**Provided entries**
□ □ □ □

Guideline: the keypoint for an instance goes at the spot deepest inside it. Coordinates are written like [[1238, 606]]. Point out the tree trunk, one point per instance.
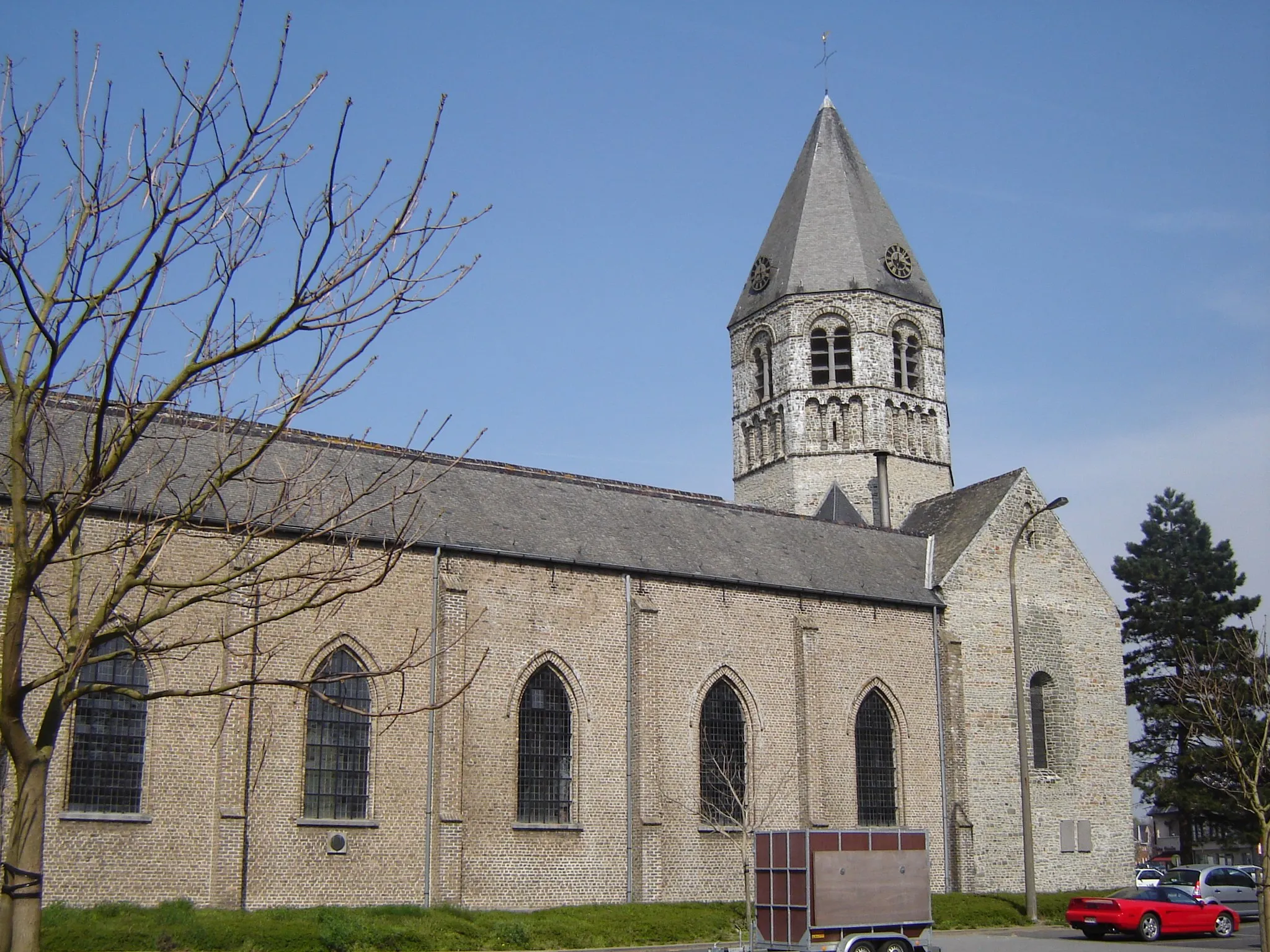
[[24, 861], [1263, 899]]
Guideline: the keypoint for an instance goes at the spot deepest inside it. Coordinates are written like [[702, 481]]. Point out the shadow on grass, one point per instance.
[[180, 926]]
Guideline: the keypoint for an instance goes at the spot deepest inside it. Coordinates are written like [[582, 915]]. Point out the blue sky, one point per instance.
[[1086, 186]]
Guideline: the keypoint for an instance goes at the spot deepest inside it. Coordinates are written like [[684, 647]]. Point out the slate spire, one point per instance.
[[832, 230]]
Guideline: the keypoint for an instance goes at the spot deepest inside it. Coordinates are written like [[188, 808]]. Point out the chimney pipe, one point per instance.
[[883, 493]]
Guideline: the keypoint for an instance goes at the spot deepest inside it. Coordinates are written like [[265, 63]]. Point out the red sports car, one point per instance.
[[1151, 913]]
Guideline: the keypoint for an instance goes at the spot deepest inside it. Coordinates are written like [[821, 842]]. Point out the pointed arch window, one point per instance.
[[723, 754], [1038, 691], [876, 762], [338, 741], [906, 353], [761, 356], [110, 735], [545, 754]]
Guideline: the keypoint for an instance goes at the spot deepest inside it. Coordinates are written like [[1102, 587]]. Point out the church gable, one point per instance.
[[957, 518]]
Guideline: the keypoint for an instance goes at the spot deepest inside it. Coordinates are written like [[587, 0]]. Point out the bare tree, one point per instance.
[[1228, 695], [734, 805], [127, 259]]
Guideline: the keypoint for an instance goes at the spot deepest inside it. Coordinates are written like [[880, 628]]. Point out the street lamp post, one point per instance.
[[1021, 716]]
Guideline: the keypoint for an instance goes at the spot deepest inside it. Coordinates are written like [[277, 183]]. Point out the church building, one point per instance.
[[648, 672]]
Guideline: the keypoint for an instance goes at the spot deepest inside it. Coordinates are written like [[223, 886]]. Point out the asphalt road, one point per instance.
[[1044, 938]]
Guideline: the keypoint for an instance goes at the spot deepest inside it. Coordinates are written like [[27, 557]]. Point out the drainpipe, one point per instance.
[[883, 493], [630, 746], [432, 730], [944, 772], [247, 758]]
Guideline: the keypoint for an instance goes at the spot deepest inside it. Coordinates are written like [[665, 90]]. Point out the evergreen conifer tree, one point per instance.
[[1181, 594]]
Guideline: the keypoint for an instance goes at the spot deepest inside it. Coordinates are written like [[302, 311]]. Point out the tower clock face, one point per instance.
[[898, 262], [760, 276]]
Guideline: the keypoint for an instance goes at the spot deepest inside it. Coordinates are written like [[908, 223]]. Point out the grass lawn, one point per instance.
[[172, 927], [120, 927], [964, 910]]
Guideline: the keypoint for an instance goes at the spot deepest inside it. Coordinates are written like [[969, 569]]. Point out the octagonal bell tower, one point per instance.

□ □ □ □

**Task requirements**
Could every entry above be printed again exactly, images excluded?

**Task answer**
Guideline: the keypoint for an instance goes at the spot deepest inside it. Coordinates are written like [[1238, 606]]. Point out the tree trunk, one point per instance.
[[24, 861], [1263, 899]]
Guideline: the keypoint for an instance goes at the spot deepest inside it. Coordinates are written like [[702, 481]]. Point out the shadow on grass, one point per instance.
[[180, 926]]
Guideline: the keypoint for an instance goes at the spot deepest inside it. Coordinates are written like [[582, 915]]. Point out the blue sky, one point per instance.
[[1086, 186]]
Guideline: the keypoint for an instance goes at the spot deepest inside it. Coordinates are written like [[684, 647]]. Point out the slate spire, one point per instance.
[[832, 230]]
Guideline: the keypoint for an instance goes at the spot deepest inside it. Coordinates are written like [[188, 808]]. Point out the chimney pipe, one point per instance.
[[883, 493]]
Guideline: the keypoint for an instance goes at the spot deepest inside it. Coordinates are written like [[265, 63]]. Point out the red sports car, one point per instance.
[[1151, 913]]
Guideline: the keypoint for an instance goes at the spot deepest inside it. Coordinates are written like [[821, 842]]. Point out the pointed arch window, one point per instance.
[[723, 754], [1038, 691], [876, 762], [338, 741], [906, 353], [761, 356], [110, 735], [545, 754]]
Guideline: the keypoint for an instance goes at the spot deepest inside it. Coordinates are written like [[1102, 587]]. Point out the church gable, one point per instance.
[[957, 518]]
Guideline: the keypoint for an instance goes at the spot deepest inside it. Coordinates are written like [[587, 0]]. Point out the bare tree, one point per instance.
[[1228, 695], [734, 805], [127, 259]]
Guideline: the keypoint for an instance goes at the spot deepest inside it. Coordinates are written like [[880, 628]]. Point out the street lamp post, one point per instance.
[[1021, 716]]
Guideline: the keypoint for an instance goes at the spot deepest inside it. Coordinates are written like [[277, 183]]. Point out the church building, one point per instance.
[[648, 672]]
Guideline: the keypoint for an instance goes at the spot deepest inside it. Coordinates are written like [[223, 886]]. Point out the asphalt road, one point per instance.
[[1044, 938]]
Guideline: the keypoint for an instance goes at the spot deepest inside it. Coordinates are written like [[27, 557]]. Point out the drainpipe, one point per instance.
[[883, 493], [630, 746], [432, 730], [944, 772], [247, 758]]
Guideline: the keypoint for an instance goes at the spot deepest inside it. Coordinates are written like [[665, 90]]. Point out the evergreen conifer tree, one point per instance.
[[1181, 594]]
Guideline: the keypoint for an instance goes at the spot deepest inside it. Coordinates are written like [[302, 311]]. Point out the tower clock face, one point per instance.
[[898, 262], [760, 276]]
Guideline: the keypoint for an instance goes at the spot deepest inside it. Coordinates are written like [[908, 223]]. Point out the grass lawn, one point per instance.
[[172, 927], [120, 927], [964, 910]]
Guideline: the keypoint for an instance goes at the spot deepest inside it. Coordinates are written like [[969, 569]]. Point out the octagonal bell tower, one point per instance.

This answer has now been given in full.